Report each line of the listing that carries the word "jacket".
___ Data for the task ___
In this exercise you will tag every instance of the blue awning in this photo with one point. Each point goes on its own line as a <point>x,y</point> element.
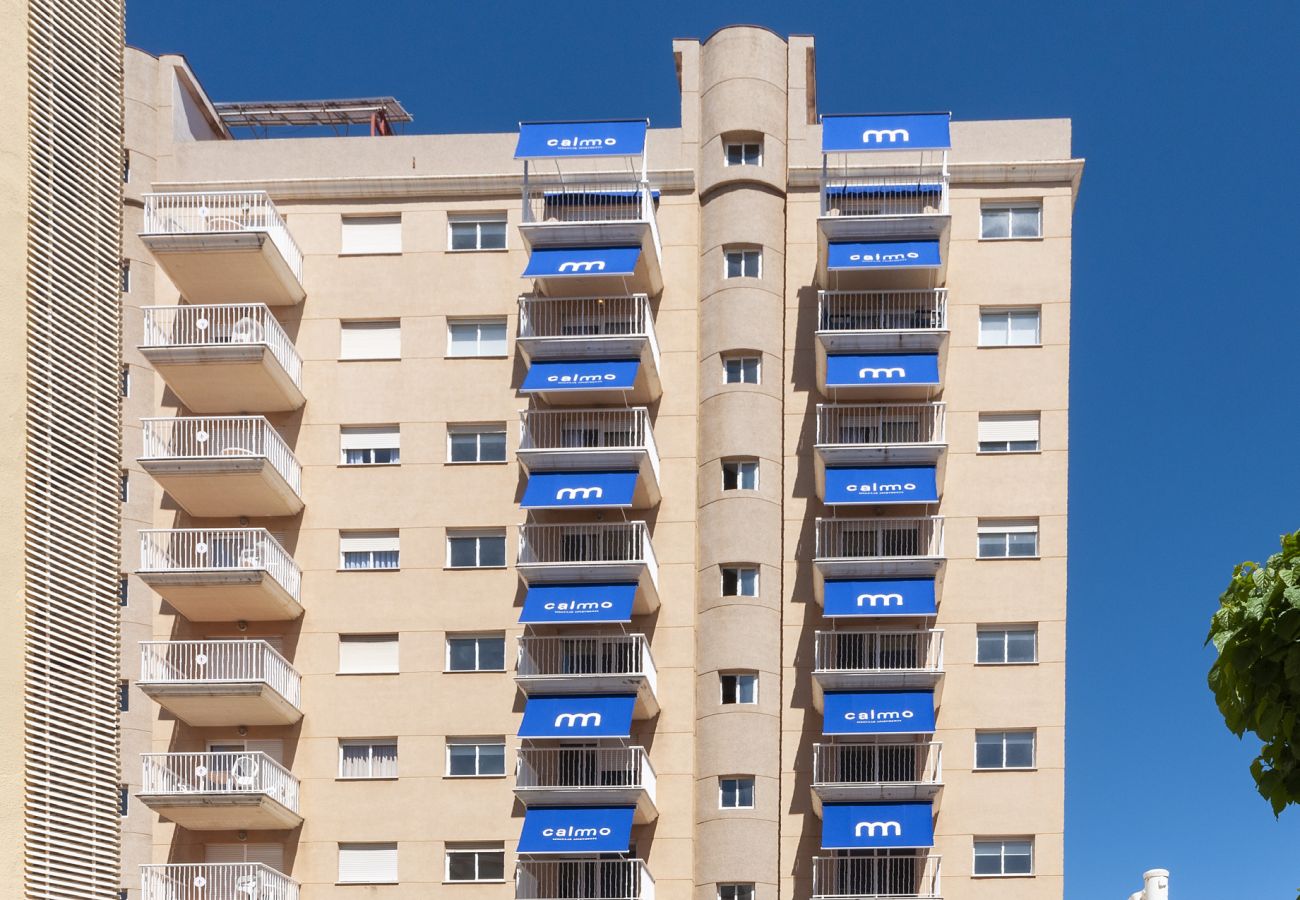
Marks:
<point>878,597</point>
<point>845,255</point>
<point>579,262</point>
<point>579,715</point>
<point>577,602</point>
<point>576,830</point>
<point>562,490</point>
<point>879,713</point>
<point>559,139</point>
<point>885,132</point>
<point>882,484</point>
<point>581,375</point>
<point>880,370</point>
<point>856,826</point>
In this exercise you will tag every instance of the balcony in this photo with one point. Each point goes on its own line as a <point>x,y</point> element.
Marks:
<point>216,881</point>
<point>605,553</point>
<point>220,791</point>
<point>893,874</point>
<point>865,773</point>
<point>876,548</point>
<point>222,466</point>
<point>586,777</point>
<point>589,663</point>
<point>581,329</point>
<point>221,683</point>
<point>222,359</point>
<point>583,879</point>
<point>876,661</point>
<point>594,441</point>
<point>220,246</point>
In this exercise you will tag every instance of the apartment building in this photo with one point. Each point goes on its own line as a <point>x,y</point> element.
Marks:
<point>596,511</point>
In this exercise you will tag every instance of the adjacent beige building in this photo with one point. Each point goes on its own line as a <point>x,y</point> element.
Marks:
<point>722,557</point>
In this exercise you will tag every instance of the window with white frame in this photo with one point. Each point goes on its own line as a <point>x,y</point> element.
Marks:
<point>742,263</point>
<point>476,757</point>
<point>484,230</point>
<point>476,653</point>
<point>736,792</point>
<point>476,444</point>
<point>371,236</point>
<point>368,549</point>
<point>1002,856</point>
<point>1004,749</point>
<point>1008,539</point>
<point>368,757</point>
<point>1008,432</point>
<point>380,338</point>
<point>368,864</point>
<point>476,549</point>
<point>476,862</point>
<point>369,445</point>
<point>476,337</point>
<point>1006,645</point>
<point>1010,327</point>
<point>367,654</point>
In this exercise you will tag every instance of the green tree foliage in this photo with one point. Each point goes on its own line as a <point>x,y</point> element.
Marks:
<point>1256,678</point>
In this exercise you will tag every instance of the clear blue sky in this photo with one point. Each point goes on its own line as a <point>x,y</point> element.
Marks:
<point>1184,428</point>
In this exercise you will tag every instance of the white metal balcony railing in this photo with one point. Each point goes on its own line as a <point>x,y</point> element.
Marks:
___
___ Data for the task ___
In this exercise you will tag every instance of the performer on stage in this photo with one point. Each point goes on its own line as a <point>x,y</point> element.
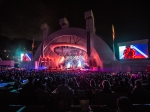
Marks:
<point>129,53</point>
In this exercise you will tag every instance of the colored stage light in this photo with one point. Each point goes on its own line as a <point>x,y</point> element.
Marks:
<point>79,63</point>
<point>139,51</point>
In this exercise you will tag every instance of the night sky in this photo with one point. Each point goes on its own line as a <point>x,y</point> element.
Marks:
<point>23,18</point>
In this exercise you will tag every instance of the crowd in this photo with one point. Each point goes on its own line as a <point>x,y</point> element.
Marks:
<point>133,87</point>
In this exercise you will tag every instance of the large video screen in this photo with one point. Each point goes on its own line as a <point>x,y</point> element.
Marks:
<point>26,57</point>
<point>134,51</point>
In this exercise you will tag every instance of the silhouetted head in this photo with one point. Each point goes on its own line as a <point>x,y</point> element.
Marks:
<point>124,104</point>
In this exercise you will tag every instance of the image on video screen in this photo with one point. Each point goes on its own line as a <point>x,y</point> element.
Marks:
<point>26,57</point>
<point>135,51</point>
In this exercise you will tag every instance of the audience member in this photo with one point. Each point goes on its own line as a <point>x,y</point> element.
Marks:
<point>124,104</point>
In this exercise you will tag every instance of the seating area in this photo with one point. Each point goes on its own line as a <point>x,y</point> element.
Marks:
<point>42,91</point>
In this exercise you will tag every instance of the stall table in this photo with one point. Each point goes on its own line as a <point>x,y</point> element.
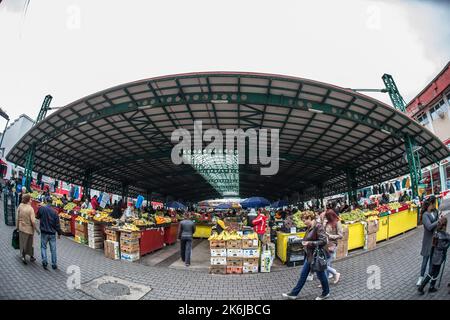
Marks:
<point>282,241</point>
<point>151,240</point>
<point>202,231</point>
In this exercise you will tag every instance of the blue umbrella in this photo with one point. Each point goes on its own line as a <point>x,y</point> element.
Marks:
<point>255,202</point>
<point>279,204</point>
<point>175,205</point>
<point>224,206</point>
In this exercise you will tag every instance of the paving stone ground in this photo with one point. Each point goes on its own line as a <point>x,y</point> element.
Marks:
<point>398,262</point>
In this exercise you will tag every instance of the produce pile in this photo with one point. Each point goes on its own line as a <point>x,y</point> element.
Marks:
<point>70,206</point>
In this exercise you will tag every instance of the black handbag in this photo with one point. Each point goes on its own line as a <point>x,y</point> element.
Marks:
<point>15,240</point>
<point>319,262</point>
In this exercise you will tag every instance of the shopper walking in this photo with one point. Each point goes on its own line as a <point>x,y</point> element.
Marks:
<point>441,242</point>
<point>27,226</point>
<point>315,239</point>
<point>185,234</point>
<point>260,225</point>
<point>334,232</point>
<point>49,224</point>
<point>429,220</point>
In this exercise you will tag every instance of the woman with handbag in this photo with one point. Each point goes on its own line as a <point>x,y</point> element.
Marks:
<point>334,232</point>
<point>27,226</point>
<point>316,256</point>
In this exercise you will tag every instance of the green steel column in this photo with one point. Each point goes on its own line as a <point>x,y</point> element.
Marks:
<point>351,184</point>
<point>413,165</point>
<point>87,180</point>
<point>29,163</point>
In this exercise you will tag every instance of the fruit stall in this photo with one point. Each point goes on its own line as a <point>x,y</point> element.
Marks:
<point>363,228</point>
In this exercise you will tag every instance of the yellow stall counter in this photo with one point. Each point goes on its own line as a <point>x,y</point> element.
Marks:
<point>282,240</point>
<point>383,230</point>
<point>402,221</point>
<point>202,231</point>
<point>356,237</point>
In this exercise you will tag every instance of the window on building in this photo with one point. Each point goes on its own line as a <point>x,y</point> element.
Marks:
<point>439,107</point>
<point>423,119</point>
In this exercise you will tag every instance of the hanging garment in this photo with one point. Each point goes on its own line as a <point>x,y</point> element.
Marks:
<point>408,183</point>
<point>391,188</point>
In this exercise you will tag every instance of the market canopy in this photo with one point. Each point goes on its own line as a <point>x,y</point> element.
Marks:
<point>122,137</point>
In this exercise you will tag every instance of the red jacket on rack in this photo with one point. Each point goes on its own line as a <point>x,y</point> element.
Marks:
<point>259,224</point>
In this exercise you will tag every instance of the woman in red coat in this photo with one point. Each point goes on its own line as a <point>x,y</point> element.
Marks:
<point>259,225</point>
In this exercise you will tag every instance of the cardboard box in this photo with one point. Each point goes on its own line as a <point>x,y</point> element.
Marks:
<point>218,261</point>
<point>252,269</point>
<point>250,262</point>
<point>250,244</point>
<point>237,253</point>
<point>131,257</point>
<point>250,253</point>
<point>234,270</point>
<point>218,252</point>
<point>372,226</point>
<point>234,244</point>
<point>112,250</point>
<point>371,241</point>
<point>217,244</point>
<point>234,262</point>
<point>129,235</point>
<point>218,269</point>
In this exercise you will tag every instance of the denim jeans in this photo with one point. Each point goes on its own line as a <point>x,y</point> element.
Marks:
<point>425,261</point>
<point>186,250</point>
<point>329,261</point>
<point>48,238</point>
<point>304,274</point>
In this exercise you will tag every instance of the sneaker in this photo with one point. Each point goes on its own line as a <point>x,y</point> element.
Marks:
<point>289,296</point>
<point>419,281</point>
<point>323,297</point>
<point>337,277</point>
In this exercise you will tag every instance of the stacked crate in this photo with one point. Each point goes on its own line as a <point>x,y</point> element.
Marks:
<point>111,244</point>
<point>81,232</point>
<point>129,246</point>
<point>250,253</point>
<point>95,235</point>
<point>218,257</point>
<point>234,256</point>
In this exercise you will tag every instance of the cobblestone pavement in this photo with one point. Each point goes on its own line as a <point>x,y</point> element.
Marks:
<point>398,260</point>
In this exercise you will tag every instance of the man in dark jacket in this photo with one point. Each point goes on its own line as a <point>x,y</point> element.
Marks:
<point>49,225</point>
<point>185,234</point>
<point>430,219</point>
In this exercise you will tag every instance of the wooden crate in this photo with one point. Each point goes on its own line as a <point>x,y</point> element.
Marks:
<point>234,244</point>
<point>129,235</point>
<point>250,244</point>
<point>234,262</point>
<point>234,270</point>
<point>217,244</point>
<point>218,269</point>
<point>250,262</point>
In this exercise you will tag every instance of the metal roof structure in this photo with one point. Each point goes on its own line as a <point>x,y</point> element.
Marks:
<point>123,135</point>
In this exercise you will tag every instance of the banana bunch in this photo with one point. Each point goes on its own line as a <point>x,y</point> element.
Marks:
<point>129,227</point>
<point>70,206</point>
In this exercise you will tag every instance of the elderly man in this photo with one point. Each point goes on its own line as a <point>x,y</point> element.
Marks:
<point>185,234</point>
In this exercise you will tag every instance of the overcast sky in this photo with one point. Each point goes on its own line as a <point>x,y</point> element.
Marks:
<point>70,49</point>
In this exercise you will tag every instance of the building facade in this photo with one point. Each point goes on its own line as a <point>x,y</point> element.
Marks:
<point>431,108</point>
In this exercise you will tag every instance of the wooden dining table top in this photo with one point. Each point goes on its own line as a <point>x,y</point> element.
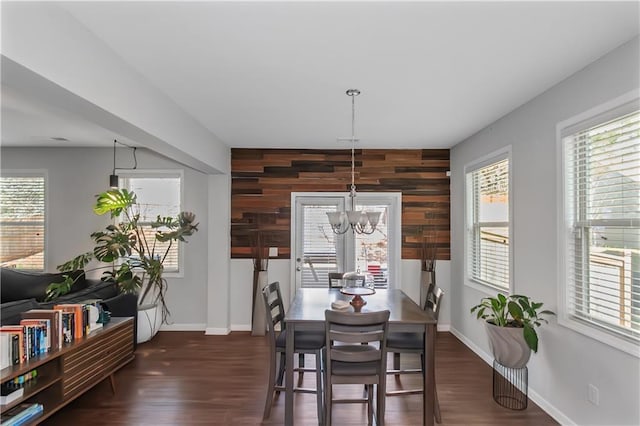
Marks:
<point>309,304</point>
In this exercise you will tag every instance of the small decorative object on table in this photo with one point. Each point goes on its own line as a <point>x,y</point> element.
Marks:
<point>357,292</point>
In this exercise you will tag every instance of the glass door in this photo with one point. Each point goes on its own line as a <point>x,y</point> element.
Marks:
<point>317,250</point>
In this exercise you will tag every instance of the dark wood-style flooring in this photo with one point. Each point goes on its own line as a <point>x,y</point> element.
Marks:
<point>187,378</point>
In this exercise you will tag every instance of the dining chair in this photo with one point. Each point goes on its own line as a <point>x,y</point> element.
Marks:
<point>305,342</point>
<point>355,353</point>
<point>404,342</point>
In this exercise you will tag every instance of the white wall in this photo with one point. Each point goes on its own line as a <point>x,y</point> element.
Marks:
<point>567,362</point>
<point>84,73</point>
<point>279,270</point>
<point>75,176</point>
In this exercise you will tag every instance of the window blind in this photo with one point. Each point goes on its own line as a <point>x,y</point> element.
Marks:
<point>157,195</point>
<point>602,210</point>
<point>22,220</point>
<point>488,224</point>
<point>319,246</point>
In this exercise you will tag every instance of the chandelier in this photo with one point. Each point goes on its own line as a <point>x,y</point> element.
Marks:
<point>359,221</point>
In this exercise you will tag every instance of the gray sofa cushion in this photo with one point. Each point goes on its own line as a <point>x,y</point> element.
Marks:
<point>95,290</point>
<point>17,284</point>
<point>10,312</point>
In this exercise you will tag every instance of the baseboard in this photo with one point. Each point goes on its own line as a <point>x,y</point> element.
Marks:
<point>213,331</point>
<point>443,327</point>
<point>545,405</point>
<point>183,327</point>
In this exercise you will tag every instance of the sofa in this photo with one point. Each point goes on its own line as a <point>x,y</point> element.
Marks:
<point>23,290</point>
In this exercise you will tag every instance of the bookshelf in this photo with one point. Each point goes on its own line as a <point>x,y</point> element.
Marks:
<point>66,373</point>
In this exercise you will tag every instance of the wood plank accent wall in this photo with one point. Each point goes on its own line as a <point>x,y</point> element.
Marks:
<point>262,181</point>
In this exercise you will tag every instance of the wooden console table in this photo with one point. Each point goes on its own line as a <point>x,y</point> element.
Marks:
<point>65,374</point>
___
**Answer space**
In this exercise you will tag every instance of the red jacket on rack in this photo with one point. Each point goes on its own line as a <point>x,y</point> element.
In this exercise you will tag every instance of the man in dark jacket in this photo with one point. Each point goes on its own line as a <point>x,y</point> element.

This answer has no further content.